> [WORK INSTRUCTION]
Write the records out once more. Leave each line exactly as given.

=== LISTED ENTRIES ===

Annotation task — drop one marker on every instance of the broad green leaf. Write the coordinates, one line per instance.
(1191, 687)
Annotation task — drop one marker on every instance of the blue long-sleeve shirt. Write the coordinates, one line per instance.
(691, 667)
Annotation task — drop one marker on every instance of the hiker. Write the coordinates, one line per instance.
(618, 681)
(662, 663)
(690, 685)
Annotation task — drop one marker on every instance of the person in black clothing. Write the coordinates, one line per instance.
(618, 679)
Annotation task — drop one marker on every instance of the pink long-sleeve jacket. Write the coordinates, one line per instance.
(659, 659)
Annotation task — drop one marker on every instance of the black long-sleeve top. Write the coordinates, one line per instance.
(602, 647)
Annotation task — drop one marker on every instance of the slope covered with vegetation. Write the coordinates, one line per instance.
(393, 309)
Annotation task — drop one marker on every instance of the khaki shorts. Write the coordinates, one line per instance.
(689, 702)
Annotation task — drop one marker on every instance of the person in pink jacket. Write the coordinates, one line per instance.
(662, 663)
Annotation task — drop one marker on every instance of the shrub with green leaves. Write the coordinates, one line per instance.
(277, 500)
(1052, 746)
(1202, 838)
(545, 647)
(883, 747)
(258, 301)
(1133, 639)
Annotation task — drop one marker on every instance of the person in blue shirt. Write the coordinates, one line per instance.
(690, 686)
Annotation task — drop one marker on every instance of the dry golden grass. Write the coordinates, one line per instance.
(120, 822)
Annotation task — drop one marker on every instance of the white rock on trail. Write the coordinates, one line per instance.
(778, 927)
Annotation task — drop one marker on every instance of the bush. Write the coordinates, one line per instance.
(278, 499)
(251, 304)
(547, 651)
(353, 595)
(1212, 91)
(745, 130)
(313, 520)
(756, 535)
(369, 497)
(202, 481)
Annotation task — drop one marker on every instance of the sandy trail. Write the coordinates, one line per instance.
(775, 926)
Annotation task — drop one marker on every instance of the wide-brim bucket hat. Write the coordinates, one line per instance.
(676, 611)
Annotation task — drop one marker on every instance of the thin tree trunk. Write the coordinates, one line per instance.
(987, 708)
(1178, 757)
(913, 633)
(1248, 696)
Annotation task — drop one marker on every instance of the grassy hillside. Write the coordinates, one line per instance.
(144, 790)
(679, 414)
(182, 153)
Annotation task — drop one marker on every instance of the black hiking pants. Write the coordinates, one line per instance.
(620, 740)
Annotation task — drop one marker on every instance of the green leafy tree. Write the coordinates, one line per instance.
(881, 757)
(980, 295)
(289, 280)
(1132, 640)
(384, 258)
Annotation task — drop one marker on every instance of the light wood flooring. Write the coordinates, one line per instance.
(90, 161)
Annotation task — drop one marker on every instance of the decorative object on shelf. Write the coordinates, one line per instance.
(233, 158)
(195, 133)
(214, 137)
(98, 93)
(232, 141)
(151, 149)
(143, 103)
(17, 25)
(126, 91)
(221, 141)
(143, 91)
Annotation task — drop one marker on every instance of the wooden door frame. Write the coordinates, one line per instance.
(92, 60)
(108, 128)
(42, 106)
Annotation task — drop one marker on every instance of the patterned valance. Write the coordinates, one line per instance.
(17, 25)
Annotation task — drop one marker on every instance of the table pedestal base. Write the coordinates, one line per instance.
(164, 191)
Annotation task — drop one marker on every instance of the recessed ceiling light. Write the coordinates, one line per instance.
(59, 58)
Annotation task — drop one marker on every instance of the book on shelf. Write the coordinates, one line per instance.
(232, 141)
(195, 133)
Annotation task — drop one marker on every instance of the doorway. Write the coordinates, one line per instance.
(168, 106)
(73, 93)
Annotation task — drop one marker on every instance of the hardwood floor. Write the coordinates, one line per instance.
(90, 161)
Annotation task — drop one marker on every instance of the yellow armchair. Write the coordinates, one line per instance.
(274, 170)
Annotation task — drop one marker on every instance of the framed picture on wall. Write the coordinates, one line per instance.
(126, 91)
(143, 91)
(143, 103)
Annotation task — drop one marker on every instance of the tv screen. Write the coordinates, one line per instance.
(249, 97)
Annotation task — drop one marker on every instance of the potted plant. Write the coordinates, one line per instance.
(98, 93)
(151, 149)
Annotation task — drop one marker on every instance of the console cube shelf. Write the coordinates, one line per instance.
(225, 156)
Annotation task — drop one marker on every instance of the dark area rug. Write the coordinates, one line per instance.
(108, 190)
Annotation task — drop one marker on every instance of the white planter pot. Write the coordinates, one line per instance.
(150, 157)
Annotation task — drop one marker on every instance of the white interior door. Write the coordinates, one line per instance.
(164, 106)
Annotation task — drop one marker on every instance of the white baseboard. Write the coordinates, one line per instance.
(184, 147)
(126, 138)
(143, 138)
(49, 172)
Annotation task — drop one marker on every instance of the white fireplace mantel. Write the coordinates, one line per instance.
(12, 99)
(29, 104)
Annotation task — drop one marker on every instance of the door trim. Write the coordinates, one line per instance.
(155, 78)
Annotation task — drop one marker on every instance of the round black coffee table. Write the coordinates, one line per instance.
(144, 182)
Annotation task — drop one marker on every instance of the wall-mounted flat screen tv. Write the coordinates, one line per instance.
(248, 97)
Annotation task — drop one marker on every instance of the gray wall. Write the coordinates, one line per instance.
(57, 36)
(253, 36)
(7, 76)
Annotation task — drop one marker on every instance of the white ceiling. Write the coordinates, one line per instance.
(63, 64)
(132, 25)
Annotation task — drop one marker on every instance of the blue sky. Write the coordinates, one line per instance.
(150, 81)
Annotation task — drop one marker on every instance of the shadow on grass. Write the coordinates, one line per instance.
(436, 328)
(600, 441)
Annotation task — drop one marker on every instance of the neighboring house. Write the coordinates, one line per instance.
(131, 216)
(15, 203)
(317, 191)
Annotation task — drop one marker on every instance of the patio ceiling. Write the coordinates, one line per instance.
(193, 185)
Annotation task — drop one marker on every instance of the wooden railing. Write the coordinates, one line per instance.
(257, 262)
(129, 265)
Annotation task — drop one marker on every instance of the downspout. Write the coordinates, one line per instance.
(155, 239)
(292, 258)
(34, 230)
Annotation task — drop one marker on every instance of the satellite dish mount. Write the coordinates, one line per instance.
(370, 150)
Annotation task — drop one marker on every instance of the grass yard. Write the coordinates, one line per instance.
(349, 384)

===

> [FINISHED TASK]
Annotation task — drop one marker on every instance of the broad green leaf. Write the coordinates, one line per instance.
(1191, 687)
Annotation task — drop one marker on every instance of the blue long-sleeve shirt. Write the coordinates, one line per instance.
(691, 667)
Annotation task — drop one marker on every instance of the hiker. Write the coordinates, one line per instance.
(618, 681)
(662, 663)
(690, 685)
Annotation task — drop one marker on every instance of the person in black clothing. Write the coordinates, one line per instance.
(618, 679)
Annotation task — drop one marker on every instance of the pink long-sleeve jacket. Write the coordinates, one line per instance.
(659, 659)
Annotation task — drop one marker on every instance of the black long-sleeve top. Write the coordinates, one line per instance.
(602, 647)
Annotation task — drop one marker on every instance of the slope covered with vegetation. Write the coordinates, one line per instance.
(393, 309)
Annotation task — drop one marker on every instance of the khaki shorts. Write the coordinates, one line per instance.
(689, 702)
Annotation task — drop one marker on every instance of the person in pink jacket. Write the coordinates, one line per instance.
(662, 663)
Annotation task — drop one marker on every instance of the shrub with green leaves. Write the coordinates, one line per instance.
(277, 500)
(1052, 746)
(1202, 838)
(545, 647)
(883, 747)
(258, 301)
(1133, 639)
Annotation task — drop one marker on every instance of the person in blue shirt. Write the coordinates, one line per instance.
(690, 686)
Annotation task — drop one marker on every instance of the dry golden grass. Write the coordinates, one line per instance.
(120, 822)
Annotation task — drop one marker on every instance of the white rock on trail. Write the coordinates, one line per instance.
(778, 927)
Annotation task — drop one marker on every instance of the bush. Write the coordinates, one line per instance.
(278, 499)
(251, 304)
(547, 651)
(353, 595)
(1212, 91)
(745, 130)
(313, 520)
(756, 535)
(369, 497)
(202, 481)
Annotation task — drop one marker on every instance of the sandy trail. Write the coordinates, one line per instance.
(775, 926)
Annotation task — drop one marker on every instance of the wide-brim bucket hat. Write the coordinates, one line per instance.
(676, 611)
Annotation task — drop one marker on every instance of the thin tree trunk. Write the coordinates, one line per instance.
(987, 708)
(1178, 757)
(913, 633)
(1248, 696)
Annotation task — drop one marker on every instance of the grassy hillside. Write the coordinates, one line per instance.
(144, 790)
(679, 414)
(182, 153)
Annotation task — drop one marker on every instance of the black hiking pants. Write the coordinates, one line per instance.
(620, 740)
Annotation task — drop one marker on every instance of the green leafy tree. Write the coordinates, one line per instance.
(881, 757)
(980, 295)
(289, 280)
(1132, 640)
(384, 258)
Annotation task — drop one marker on every instance of the light wood flooring. Write the coordinates, one line per instance.
(90, 161)
Annotation task — drop one marker on every instance of the decorative object on shelf. Write the coordinates, one line per instance.
(233, 158)
(195, 133)
(214, 137)
(98, 93)
(232, 141)
(151, 149)
(143, 103)
(17, 25)
(126, 91)
(221, 141)
(143, 91)
Annotation task — drop one marker on every instance of the wooden door frame. Write the coordinates, one line per instance.
(92, 60)
(108, 128)
(42, 106)
Annotation task — drop one marker on every instance of the patterned valance. Write the coordinates, one line per instance.
(17, 25)
Annotation task — drop one marker on every instance of the table pedestal base. Write the coordinates, one line per instance.
(164, 191)
Annotation task — drop one marker on every instance of the recessed ceiling light. Write the coordinates, one line per instance.
(59, 58)
Annotation task — drop one marker on every instance of the book on shelf. Write the coordinates, one line per instance.
(232, 141)
(195, 133)
Annotation task — drop one marker on every instance of the doorway. Write the coordinates, one line per instance.
(168, 106)
(73, 93)
Annotation task — drop one marker on every instance of the hardwood floor. Write the coordinates, one line per instance.
(90, 161)
Annotation task — drop one marker on every instance of the yellow armchair. Write the coordinates, one line per instance.
(274, 170)
Annotation task — drop one marker on every instance of the framed picture on wall. Write the coordinates, one line per instance.
(126, 91)
(143, 91)
(143, 103)
Annotation task — drop one marker on every instance of the tv screen. Write the coordinates, one line per instance.
(249, 97)
Annotation task — drop one marker on every instance of the potted plant. Write the coordinates, one line per instance.
(98, 93)
(151, 149)
Annotation task — drop one marker on every instance of the console cube shelf. Write the coordinates, one line per instance.
(225, 156)
Annotation task — drop one marker on every instance of the dark area rug. Write the coordinates, one line per instance.
(108, 190)
Annotation task — drop one marker on every instance of the white planter pot. Write the coordinates, one line per instance.
(150, 157)
Annotation task — drop one marker on every instance of the white interior door. Write the coordinates, one line per instance.
(164, 106)
Annotation task — drop one marker on every instance of the white baseboard. Write the coordinates, one line per instance.
(184, 147)
(126, 138)
(143, 138)
(49, 172)
Annotation task — drop one marker on every instance of the white fireplace mantel. Write the coordinates, one line per instance.
(12, 99)
(29, 104)
Annotation task — drop one marker on every instance of the door trim. Write the coordinates, one line per instance.
(155, 78)
Annotation task — drop one marker on every instance of the round black coffee table. Write the coordinates, one line per instance.
(144, 182)
Annotation task — drop one marker on every instance of the wall-mounted flat screen tv. Write the coordinates, one line per instance.
(248, 97)
Annotation task — drop one marker on every instance of the gray wall. Write the coordinates, one line per instance.
(57, 36)
(253, 36)
(7, 76)
Annotation task — drop one marker on every instance of the white ceiling. Write the coordinates, one line per instance.
(63, 64)
(132, 25)
Annotation task — drop one marker on every instance of the blue sky. Write the coordinates, one line per instance.
(150, 81)
Annotation task — drop one marker on every instance of the shadow on grass. Write the coordinates, one line per instance.
(436, 328)
(600, 441)
Annotation task — drop one marker on every instance of the neighboring house. Write the coordinates, one line per instance.
(131, 216)
(15, 203)
(317, 191)
Annotation task — drop one marker on every instance of the patio ceiling. Write the coordinates, one line per instance.
(193, 185)
Annotation task — drop one marker on every instance of the wooden railing. Write the coordinates, one line per instance.
(257, 262)
(129, 265)
Annotation task — drop one marker on every instance of the downspout. Write the coordinates, one line per instance.
(155, 239)
(292, 258)
(34, 230)
Annotation task — drop one marker on every instance of the satellite dish mount. Write the coordinates, one line per instance.
(370, 150)
Annotation task — drop one marker on every instance of the grass yard. Write the coordinates, one line per instance.
(349, 384)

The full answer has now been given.